CONSEGNA A: Elenca tutte le frasi interrogative, cioè chiuse da un punto interrogativo, presenti nel testo sulla solitudine e la precarietà.
CONSEGNA B: Riprendi il testo sulla solitudine e la precarietà e proseguilo a partire dalla sua ultima frase.

PAGINA:
= = = =

Lo vedo negli occhi dei miei amici quanto ci sentiamo soli, quanto si sfugge ogni relazione intima e ci si ritrova in due a vivere patti di solidarietà reciproca, chiamiamoli legami, non sono più fidanzamenti, convivenze, chi lo sa, probabilmente è amore, ma fuori dalla cerchia, quella in cui tutti sembrano vestiti uguali, in cui anche il figlio di papà ha la maglietta slabbrata, in cui la ragazza “bene” scesa in periferia a far la tesi universitaria sulle militanze inquiete ha il pearcing ribelle, è importante portarci dietro quella fighitudine, rimuovendo l’espressione della disperazione ed evitando di parlare delle cose vere.
Le lotte, lo so, sono importanti, ma se le lotte non le fai a partire da te, dal personale che si fa politico, da dove parti? Di che ti occupi? Di che stiamo parlando? E la difficoltà a chiarire cosa sei la vedi anche in quei contesti dove l’esclusione sociale dovrebbe essere bandita, perché si parla poco, ci si dice nulla, si ragiona d’aria, ci si perde in chiacchiere e nel frattempo la precarietà consuma le nostre vite e le famiglie chiedono “cazzo ci fai in quel posto autogestito? a fare che? mica ti pagano…”. Non puoi capire, babbo, non puoi capire, mamma, io sto salvando il mondo. E’ quel mondo che non si sogna di salvare me.

= = = =

CONTENUTO DEI DATI:
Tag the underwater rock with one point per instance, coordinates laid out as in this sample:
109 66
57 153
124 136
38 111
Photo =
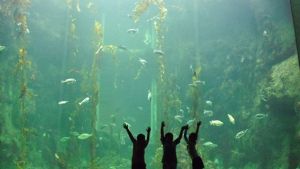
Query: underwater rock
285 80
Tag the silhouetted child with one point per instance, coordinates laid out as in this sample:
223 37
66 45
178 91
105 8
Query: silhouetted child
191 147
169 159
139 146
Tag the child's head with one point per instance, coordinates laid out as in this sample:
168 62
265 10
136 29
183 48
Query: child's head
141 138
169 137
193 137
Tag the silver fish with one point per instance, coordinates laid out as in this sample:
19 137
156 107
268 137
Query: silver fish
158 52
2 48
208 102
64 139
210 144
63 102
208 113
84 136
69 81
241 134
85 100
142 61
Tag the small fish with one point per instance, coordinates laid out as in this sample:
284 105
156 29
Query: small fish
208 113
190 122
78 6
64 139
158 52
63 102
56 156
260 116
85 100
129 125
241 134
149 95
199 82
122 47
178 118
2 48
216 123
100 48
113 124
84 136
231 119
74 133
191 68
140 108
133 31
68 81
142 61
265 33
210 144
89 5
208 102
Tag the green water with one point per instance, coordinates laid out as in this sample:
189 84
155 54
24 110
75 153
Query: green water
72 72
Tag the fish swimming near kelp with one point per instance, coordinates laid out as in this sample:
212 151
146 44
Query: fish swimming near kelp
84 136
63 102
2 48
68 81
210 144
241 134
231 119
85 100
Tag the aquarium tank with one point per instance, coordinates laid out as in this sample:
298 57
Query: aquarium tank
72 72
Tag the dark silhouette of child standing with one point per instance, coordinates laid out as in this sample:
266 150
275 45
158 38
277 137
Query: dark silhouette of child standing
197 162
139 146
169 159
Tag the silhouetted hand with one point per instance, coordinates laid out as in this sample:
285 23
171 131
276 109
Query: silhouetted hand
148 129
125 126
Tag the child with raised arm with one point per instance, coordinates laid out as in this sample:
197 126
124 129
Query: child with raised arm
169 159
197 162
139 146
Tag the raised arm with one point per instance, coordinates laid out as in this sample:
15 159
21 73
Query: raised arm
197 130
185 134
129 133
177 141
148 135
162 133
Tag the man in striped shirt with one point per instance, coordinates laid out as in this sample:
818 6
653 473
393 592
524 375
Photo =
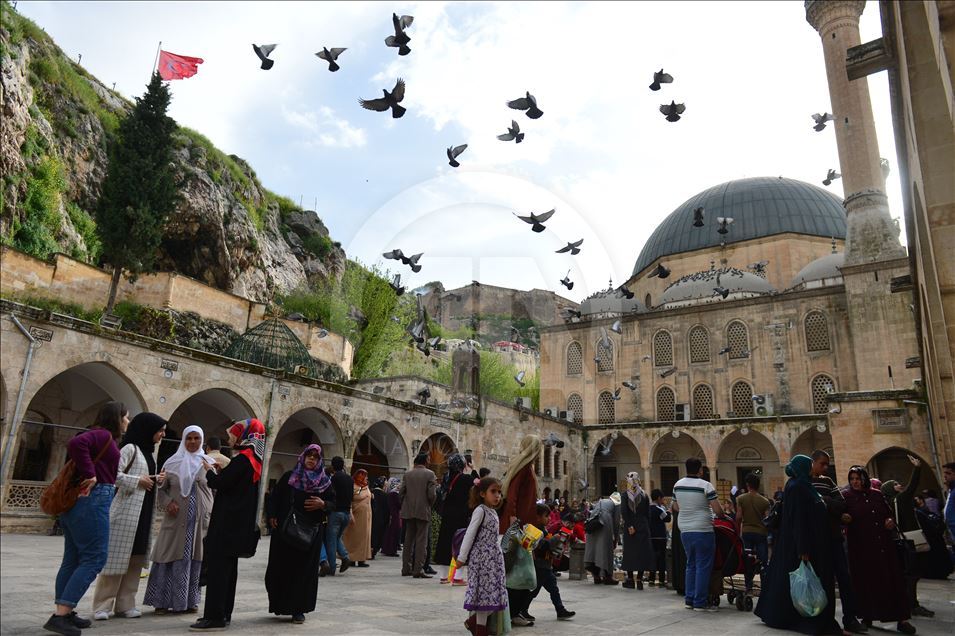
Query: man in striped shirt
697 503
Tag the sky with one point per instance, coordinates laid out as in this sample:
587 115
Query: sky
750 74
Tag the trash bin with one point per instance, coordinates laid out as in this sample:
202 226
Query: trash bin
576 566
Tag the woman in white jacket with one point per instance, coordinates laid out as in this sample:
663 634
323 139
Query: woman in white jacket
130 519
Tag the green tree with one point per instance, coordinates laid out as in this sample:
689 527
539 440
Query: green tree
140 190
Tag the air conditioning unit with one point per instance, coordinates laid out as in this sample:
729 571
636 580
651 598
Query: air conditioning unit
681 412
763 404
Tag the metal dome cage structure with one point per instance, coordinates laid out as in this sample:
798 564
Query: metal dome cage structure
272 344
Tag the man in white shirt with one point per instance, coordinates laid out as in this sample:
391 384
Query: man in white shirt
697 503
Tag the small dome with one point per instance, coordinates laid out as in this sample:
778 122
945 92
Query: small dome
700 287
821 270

= = = =

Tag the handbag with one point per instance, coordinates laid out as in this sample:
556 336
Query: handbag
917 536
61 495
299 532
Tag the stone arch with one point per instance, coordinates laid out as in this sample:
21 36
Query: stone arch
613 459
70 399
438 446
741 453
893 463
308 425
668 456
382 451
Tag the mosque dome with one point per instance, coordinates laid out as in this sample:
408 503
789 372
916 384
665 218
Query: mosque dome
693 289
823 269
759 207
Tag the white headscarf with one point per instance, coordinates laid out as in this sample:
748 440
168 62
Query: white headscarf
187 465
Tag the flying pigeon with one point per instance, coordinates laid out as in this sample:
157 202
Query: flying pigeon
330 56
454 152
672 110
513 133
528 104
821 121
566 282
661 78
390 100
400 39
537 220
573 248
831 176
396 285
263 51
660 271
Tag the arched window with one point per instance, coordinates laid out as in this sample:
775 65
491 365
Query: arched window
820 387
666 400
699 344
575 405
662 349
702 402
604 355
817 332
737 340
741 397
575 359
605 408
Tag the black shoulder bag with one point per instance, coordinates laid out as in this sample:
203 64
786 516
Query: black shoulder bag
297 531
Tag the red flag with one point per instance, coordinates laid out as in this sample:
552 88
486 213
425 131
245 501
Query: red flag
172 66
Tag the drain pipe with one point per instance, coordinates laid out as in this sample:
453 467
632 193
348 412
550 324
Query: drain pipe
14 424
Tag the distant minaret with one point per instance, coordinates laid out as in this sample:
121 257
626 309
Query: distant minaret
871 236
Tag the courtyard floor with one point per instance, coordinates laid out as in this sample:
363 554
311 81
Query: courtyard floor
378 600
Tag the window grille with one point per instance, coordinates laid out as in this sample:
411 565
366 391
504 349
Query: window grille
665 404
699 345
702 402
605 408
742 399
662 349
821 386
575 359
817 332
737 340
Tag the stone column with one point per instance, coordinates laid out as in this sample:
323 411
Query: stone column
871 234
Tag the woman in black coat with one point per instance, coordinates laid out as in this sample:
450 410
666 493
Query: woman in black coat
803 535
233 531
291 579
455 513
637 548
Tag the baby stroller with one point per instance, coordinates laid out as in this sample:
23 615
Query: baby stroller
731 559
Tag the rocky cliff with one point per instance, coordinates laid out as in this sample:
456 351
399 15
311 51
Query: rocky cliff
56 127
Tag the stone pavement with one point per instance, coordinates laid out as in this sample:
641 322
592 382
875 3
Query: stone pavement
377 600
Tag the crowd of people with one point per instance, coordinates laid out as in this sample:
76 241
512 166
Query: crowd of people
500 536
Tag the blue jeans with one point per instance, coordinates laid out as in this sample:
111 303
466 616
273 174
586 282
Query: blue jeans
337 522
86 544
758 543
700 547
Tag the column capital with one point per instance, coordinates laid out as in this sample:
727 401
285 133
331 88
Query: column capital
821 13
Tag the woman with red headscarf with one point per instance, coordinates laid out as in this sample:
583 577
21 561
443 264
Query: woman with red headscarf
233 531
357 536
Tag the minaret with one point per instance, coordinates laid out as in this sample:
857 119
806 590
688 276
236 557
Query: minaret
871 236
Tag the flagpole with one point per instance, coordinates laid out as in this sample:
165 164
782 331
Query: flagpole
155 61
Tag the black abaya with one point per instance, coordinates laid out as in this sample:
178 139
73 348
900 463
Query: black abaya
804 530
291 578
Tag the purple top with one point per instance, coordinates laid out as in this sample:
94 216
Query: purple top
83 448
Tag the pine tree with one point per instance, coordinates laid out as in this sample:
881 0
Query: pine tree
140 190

= = = =

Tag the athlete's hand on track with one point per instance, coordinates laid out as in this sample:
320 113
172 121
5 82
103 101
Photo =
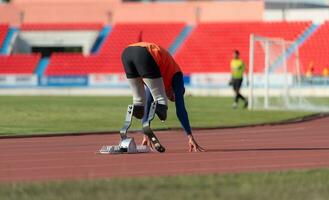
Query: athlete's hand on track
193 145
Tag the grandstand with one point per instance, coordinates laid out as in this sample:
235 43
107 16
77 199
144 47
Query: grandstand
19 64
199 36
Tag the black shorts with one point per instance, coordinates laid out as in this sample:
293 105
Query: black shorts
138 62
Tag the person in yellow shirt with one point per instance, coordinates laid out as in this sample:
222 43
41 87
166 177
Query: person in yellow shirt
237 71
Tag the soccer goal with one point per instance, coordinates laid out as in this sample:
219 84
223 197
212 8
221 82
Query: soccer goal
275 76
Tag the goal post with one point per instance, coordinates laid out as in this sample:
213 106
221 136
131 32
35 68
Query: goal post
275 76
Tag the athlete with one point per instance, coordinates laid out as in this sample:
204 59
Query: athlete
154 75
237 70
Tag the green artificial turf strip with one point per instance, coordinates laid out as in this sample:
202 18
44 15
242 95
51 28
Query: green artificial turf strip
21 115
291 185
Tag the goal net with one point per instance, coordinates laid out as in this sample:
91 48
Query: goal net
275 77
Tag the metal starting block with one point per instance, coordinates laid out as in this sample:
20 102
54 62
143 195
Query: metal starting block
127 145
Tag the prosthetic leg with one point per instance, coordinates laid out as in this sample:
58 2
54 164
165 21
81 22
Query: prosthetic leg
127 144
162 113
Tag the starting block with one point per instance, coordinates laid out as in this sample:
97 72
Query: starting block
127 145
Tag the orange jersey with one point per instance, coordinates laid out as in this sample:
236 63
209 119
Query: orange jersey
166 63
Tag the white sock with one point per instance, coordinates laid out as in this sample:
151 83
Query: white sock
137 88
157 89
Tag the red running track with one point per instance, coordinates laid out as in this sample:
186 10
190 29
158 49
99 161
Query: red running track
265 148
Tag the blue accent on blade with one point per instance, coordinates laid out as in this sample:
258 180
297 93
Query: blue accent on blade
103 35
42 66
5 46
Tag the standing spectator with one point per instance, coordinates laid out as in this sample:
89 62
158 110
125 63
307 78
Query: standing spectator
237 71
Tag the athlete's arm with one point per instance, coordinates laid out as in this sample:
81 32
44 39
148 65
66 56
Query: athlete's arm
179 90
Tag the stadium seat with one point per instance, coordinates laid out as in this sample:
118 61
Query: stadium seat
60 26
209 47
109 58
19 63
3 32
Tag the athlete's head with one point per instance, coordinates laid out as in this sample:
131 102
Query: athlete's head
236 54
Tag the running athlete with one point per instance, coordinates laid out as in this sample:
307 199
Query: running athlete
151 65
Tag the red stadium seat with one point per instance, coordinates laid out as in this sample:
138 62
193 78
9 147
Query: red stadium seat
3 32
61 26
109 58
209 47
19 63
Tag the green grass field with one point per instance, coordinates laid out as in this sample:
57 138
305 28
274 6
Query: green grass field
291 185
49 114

= = = =

RISULTATO A:
1. "Le lotte, lo so, sono importanti, ma se le lotte non le fai a partire da te, dal personale che si fa politico, da dove parti?"
2. "Di che ti occupi?"
3. "Di che stiamo parlando?"
4. "cazzo ci fai in quel posto autogestito?"
5. "a fare che?"

RISULTATO B:
Non so. A momenti mi sento quasi persa. Ci sono quegli amici che rientrano nel privato. Solitamente hanno bisogno di riflettere, dotarsi di strumenti. Raramente senti quelli che ti dicono che non hanno neppure la benzina per venire in culo al mondo dove c’è l’occupazione.
Ce l’hai una sigaretta? E no, mio caro, ho smesso per miseria, ed è una cosa buona non fosse che ho dovuto rinunciare a un paio di pasti al giorno. Quella frugalità “sovversiva”. La pasta come unico sostegno. I sughi fatti d’aria. Il vino di taverna. E ci sei tu. Ci sono io. E nei tuoi occhi vedo comprensione. L’unico grammo di comprensione militante. Degli altri chi lo sa. Alla fin fine se ne fregano. Se non li cerco non mi cercano. Se non li chiamo non mi chiamano. Se non esisto non gliene fotte un cazzo.
Poi dicono che la famiglia serve poco. E in effetti è un vincolo. Una cosa che ti tiene in ostaggio. Ma il punto vero è che tu sei ostaggio di una grande solitudine, di una reale assenza di relazioni sociali, intime, in cui ci si dice tutto, in cui non si deve recitare alcun ruolo, perché se così non è si torna a casa, a guardare il padre con cui si passa il tempo a bestemmiare, la madre con la quale non si va d’accordo, fratelli, sorelle, familiari sparsi con cui non si riesce neppure a comunicare.
Il punto vero è che fin quando non abbiamo coraggio e forza di spostare le discussioni su di noi, tutto ciò che troveremo sarà una nuova ragione per sentirci soli e per ricorrere ai legami di cui disponiamo, quelli che ci danno riparo quando non possiamo pagare l’affitto, quelli che volente o nolente, sorretti da una retorica moralista e reazionaria, ché altrimenti avrebbero il coraggio di mandarci a fare in culo, non ci negano un piatto di pasta.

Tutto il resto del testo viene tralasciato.